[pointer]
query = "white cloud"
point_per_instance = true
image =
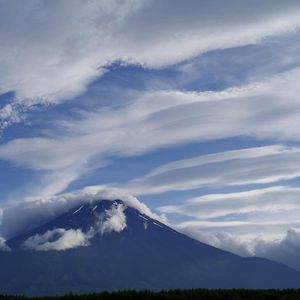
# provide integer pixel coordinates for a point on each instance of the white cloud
(25, 215)
(57, 239)
(116, 220)
(161, 119)
(3, 246)
(270, 200)
(64, 239)
(239, 167)
(283, 247)
(53, 51)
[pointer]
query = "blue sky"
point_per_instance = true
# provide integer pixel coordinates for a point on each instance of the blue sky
(192, 106)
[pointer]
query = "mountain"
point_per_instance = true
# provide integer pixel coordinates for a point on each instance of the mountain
(106, 245)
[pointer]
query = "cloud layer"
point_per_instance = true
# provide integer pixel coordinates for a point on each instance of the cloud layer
(257, 165)
(57, 239)
(64, 239)
(53, 51)
(25, 215)
(160, 119)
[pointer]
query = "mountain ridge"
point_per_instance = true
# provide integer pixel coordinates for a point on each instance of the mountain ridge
(137, 252)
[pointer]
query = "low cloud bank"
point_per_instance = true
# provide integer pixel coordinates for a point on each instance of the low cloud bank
(65, 239)
(3, 246)
(284, 249)
(29, 214)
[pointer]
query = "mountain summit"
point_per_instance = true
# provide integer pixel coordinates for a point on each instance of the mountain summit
(108, 245)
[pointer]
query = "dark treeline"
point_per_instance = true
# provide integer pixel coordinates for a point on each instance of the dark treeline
(194, 294)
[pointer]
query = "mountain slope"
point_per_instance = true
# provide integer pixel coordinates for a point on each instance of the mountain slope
(141, 253)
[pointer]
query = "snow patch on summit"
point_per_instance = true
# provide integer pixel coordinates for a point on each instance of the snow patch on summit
(33, 212)
(62, 239)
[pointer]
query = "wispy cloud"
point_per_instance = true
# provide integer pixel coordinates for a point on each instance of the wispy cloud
(48, 57)
(162, 119)
(239, 167)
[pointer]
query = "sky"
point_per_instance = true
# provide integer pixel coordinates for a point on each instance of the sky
(191, 106)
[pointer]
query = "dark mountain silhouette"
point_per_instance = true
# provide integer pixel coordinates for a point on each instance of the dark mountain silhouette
(146, 254)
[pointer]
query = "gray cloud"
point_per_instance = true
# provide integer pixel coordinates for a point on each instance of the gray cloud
(284, 247)
(64, 239)
(239, 167)
(53, 51)
(25, 215)
(160, 119)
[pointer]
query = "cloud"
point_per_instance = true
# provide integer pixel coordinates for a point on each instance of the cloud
(239, 167)
(25, 215)
(161, 119)
(268, 200)
(53, 51)
(3, 246)
(63, 240)
(283, 248)
(116, 220)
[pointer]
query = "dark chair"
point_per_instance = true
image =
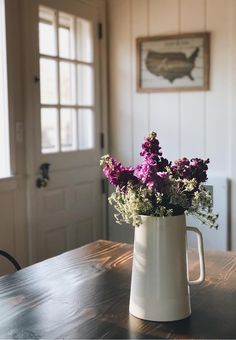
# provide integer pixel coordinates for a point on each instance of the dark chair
(10, 258)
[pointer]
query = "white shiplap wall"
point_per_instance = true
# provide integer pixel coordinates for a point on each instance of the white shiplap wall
(191, 124)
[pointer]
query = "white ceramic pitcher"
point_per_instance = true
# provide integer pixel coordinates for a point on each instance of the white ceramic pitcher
(160, 284)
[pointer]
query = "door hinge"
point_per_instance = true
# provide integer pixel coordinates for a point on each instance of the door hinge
(103, 185)
(102, 140)
(99, 28)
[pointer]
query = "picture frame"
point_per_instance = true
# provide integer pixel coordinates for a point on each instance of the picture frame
(170, 63)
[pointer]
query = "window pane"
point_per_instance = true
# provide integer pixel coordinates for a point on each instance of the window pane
(84, 40)
(48, 81)
(66, 36)
(85, 85)
(68, 129)
(47, 31)
(49, 130)
(67, 83)
(86, 129)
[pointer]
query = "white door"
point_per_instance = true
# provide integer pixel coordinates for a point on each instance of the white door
(63, 125)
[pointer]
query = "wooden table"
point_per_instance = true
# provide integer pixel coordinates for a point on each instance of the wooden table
(84, 294)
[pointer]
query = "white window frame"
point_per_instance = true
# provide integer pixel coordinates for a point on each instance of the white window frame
(43, 15)
(5, 169)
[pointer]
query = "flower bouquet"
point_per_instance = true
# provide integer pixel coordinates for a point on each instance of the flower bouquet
(158, 187)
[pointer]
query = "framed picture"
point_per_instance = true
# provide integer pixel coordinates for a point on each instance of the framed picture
(173, 63)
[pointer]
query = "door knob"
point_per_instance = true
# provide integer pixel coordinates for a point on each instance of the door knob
(43, 180)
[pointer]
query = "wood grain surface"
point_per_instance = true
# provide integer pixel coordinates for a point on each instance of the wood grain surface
(84, 294)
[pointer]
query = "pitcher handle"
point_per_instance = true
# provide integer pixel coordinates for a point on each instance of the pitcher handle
(201, 257)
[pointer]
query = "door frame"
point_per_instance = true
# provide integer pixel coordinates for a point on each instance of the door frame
(30, 58)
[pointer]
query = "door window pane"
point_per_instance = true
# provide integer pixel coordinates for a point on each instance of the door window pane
(84, 32)
(66, 36)
(85, 85)
(86, 129)
(67, 83)
(47, 31)
(68, 129)
(49, 130)
(48, 81)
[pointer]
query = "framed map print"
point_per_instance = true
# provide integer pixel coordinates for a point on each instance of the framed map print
(173, 63)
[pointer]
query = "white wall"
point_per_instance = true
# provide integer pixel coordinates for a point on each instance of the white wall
(191, 124)
(13, 227)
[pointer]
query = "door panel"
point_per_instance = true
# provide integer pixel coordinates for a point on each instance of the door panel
(67, 213)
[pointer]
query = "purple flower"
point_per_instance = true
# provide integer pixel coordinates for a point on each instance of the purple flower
(117, 174)
(189, 169)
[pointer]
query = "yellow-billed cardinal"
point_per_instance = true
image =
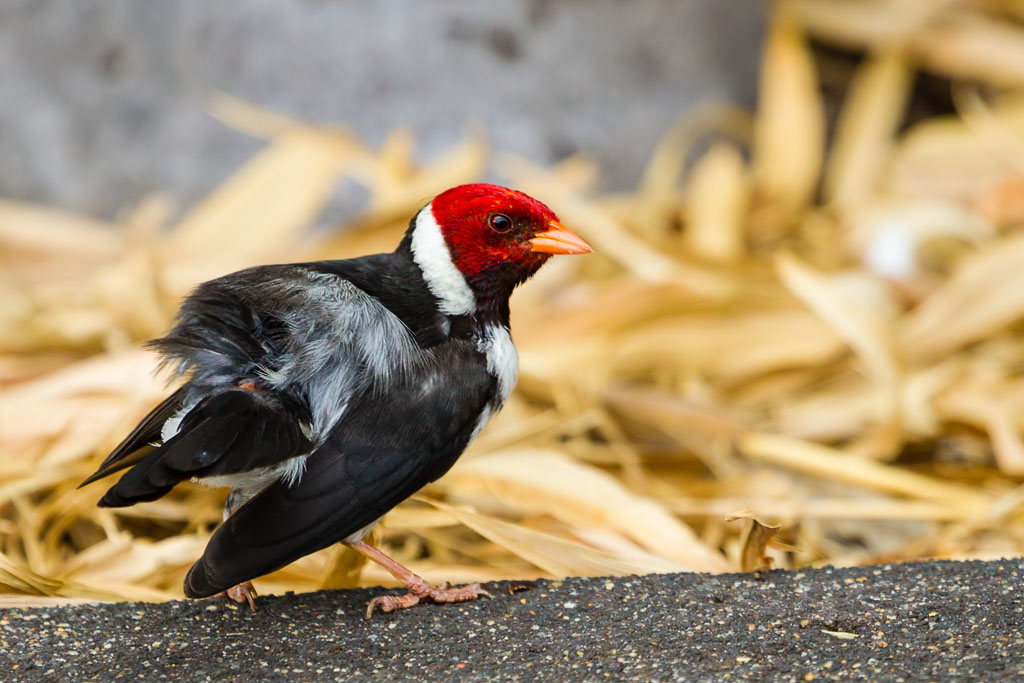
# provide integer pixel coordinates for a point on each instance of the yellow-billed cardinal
(326, 393)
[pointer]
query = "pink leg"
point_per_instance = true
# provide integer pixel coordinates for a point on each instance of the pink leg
(418, 589)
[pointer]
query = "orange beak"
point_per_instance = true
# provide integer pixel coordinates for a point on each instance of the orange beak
(559, 240)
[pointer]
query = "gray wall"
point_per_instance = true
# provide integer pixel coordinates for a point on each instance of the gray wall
(101, 101)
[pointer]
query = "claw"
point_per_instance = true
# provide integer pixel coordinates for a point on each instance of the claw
(243, 593)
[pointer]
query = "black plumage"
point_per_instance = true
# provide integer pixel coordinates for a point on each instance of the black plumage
(395, 433)
(326, 393)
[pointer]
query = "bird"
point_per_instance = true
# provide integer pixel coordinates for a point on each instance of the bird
(323, 394)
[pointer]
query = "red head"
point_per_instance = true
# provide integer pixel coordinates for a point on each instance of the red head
(489, 227)
(475, 243)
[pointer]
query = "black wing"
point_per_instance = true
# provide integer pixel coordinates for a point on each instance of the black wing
(383, 451)
(139, 442)
(229, 432)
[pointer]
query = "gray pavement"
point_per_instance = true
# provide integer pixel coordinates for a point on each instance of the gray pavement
(929, 621)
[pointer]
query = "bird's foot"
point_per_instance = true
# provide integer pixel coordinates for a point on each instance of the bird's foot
(242, 594)
(422, 591)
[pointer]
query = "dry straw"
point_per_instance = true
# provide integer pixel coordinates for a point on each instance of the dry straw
(822, 345)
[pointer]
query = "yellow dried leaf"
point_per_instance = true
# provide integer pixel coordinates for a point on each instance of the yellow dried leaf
(556, 556)
(786, 166)
(717, 204)
(869, 119)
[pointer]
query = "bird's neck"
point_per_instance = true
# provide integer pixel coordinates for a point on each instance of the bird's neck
(483, 299)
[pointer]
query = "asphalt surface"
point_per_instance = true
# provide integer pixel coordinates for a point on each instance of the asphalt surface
(918, 622)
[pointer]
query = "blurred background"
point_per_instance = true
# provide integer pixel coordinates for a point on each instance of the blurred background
(799, 341)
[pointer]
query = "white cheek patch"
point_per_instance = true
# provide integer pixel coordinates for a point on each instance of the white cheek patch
(432, 255)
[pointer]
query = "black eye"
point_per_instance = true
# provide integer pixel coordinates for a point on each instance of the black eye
(499, 222)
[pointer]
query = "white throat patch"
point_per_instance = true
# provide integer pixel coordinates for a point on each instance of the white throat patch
(432, 255)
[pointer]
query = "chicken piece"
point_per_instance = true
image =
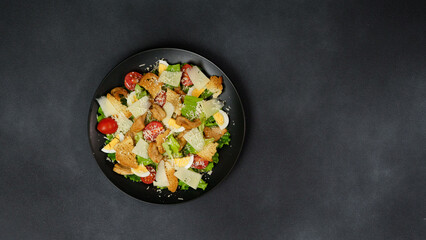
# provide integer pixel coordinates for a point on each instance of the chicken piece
(116, 92)
(208, 151)
(118, 168)
(124, 155)
(153, 153)
(158, 112)
(214, 132)
(160, 140)
(139, 124)
(186, 123)
(215, 86)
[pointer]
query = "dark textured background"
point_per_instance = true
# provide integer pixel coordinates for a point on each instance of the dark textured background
(334, 93)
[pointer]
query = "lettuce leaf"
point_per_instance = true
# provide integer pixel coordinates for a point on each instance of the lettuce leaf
(190, 107)
(224, 140)
(173, 68)
(145, 161)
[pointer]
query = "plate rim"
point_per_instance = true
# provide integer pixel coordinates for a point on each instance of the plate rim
(93, 100)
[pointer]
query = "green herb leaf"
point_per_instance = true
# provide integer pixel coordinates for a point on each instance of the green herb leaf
(190, 107)
(202, 184)
(138, 136)
(123, 101)
(215, 158)
(101, 114)
(205, 94)
(183, 186)
(112, 157)
(140, 92)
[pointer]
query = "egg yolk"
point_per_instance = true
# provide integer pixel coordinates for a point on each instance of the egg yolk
(219, 118)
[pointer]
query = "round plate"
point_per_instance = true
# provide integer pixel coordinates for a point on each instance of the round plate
(228, 155)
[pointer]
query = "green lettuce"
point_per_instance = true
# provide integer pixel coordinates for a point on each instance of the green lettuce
(190, 107)
(224, 140)
(140, 92)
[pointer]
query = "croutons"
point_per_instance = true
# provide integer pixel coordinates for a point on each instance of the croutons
(117, 105)
(215, 86)
(208, 151)
(124, 155)
(173, 98)
(118, 168)
(150, 83)
(214, 132)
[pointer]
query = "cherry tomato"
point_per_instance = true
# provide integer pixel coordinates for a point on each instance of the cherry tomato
(107, 126)
(185, 80)
(131, 79)
(160, 99)
(199, 163)
(151, 177)
(152, 130)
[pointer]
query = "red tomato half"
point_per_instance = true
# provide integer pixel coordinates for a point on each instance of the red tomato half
(151, 177)
(131, 79)
(160, 99)
(185, 80)
(107, 126)
(199, 163)
(152, 130)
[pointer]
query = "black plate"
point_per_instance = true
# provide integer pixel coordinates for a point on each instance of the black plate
(228, 155)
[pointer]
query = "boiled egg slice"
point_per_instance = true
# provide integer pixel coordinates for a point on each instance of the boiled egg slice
(162, 66)
(184, 162)
(140, 171)
(221, 119)
(109, 148)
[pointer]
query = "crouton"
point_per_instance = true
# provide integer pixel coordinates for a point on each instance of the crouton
(123, 153)
(118, 106)
(118, 168)
(215, 86)
(208, 151)
(150, 83)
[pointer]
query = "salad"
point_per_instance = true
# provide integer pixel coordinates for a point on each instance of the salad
(164, 127)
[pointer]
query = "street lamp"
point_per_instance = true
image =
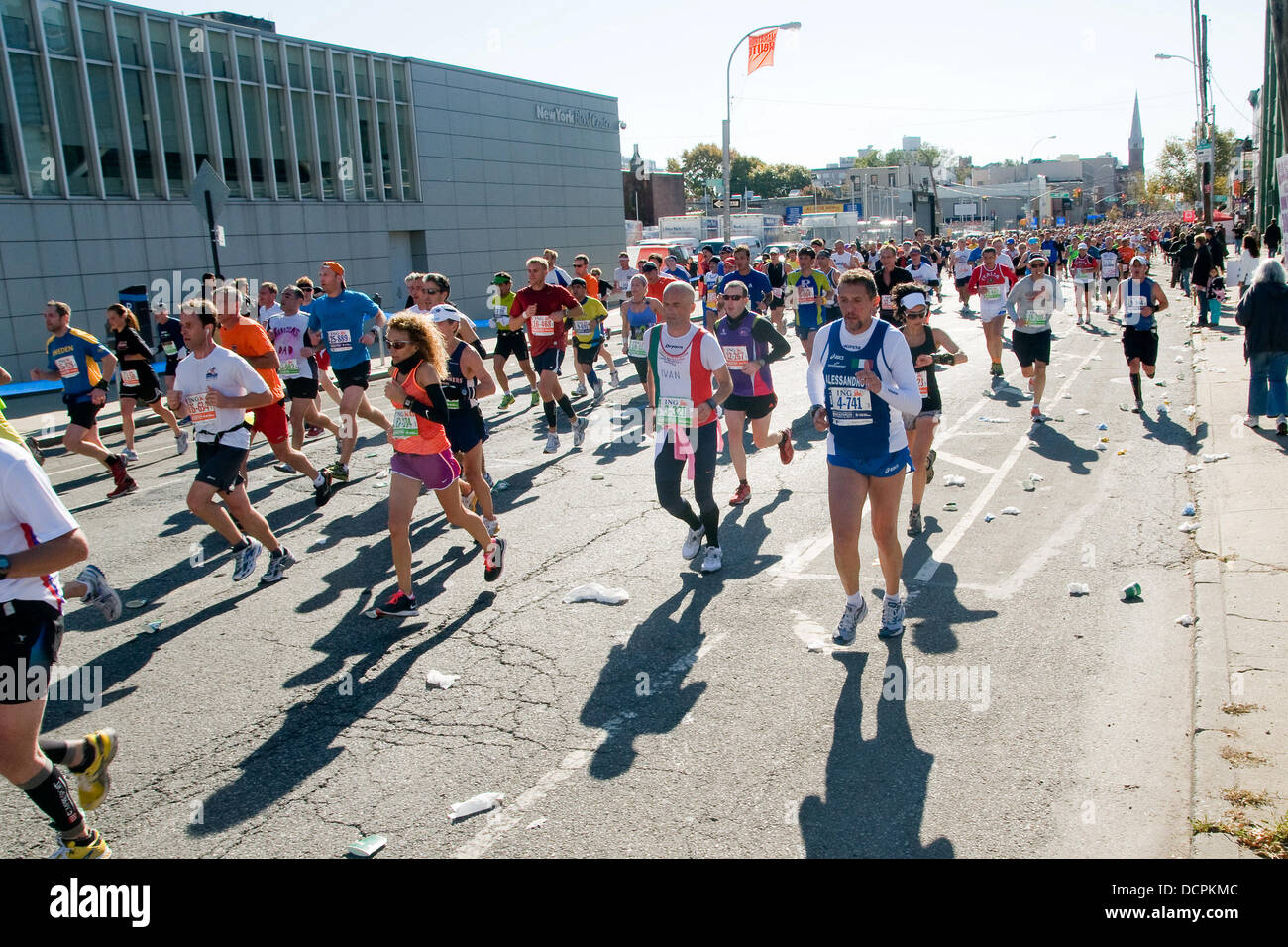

::::::

What the task asks | Keep pictures out and return the lines from the one containing "the boiled egg slice" through the end of the listing, both included, character for character.

Task response |
# provide integer pixel coordinates for a point on each instance of the boiled egg slice
(162, 66)
(184, 162)
(140, 171)
(221, 119)
(109, 148)
[pointer]
query = "crouton"
point_per_instance = true
# provide integer pixel coordinates for a point on each instance of the crouton
(123, 153)
(118, 106)
(118, 168)
(215, 86)
(208, 151)
(150, 83)
[pointer]
query = "salad"
point_per_instance = true
# provide integer pixel coordinates for a point on each instance of the salad
(164, 127)
[pointer]
query = "street lamp"
point_per_instance = true
image =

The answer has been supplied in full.